__Exercise data__.
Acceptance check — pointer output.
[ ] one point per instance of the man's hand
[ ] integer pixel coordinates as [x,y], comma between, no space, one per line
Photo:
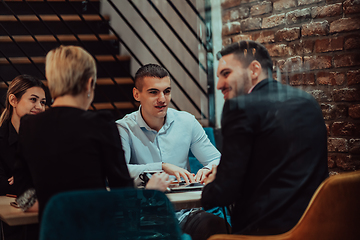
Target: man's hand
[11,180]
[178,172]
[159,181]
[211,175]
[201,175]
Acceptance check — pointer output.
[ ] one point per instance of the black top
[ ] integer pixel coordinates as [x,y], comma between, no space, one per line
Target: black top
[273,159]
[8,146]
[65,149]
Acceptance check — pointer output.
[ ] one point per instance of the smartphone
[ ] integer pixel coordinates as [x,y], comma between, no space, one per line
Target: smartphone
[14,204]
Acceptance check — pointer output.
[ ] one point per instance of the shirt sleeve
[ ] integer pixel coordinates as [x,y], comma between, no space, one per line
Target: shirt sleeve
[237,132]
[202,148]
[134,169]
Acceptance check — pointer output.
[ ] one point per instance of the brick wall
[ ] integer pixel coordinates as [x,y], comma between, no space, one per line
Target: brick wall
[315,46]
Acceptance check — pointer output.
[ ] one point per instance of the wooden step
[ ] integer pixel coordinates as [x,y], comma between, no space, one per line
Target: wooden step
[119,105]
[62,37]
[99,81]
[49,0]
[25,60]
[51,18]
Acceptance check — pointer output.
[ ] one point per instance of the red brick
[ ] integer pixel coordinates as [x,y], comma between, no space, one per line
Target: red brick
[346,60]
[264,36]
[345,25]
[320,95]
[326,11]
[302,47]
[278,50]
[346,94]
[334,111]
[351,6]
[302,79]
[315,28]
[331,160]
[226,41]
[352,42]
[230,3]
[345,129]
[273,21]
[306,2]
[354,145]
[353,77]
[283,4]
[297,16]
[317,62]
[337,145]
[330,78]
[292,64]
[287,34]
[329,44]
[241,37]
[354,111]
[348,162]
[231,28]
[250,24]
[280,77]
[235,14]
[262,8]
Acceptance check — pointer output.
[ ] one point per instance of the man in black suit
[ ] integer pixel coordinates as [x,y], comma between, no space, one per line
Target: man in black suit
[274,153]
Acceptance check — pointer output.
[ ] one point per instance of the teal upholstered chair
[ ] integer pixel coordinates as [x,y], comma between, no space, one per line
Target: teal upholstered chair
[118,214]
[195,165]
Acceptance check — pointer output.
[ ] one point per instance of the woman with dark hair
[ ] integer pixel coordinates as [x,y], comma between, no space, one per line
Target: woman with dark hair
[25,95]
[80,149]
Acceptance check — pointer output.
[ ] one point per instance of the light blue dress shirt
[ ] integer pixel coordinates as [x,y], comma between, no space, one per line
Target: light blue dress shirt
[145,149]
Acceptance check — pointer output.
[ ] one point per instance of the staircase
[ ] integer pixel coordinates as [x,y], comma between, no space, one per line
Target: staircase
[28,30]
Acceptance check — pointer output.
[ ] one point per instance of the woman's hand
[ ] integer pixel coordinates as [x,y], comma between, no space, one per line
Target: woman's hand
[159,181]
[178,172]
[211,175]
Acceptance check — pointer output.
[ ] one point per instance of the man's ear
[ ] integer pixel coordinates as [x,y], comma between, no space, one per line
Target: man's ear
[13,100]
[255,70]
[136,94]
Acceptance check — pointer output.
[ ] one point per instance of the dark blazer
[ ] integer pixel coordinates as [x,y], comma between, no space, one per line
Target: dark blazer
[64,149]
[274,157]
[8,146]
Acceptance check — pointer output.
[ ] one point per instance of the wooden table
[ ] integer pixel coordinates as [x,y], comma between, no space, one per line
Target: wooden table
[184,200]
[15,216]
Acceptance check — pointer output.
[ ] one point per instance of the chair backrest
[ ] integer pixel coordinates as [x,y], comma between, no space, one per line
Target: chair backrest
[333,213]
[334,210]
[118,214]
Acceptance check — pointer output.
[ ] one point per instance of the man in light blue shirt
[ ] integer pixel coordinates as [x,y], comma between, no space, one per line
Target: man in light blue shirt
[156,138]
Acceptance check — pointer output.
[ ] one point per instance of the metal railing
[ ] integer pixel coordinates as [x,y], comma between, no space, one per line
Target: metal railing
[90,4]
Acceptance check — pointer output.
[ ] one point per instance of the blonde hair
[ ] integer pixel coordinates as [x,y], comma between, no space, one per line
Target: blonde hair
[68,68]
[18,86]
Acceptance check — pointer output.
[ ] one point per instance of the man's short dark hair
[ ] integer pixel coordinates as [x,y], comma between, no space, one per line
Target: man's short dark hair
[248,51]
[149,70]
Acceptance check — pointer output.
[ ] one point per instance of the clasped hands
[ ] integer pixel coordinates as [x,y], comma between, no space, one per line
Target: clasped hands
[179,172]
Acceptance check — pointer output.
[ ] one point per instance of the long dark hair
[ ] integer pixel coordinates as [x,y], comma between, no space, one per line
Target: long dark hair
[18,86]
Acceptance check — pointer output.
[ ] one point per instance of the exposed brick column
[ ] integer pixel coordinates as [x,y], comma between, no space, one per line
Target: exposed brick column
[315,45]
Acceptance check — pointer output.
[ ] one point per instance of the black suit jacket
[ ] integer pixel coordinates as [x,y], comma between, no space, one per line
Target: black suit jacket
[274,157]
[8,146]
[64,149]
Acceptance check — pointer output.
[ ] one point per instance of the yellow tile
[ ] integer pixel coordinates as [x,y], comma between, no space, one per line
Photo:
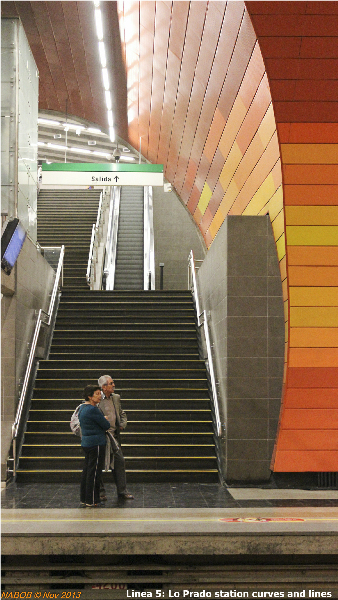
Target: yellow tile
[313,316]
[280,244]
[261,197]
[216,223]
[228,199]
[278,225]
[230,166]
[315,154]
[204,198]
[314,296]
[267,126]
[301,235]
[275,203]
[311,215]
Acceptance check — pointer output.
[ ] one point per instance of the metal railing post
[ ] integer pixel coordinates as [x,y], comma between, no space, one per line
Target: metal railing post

__What you should do__. The answer must consist of every line from the entries that holds the string "post".

__Result of this task__.
[ ] one point per instance of the metal railing post
Target: metal railing post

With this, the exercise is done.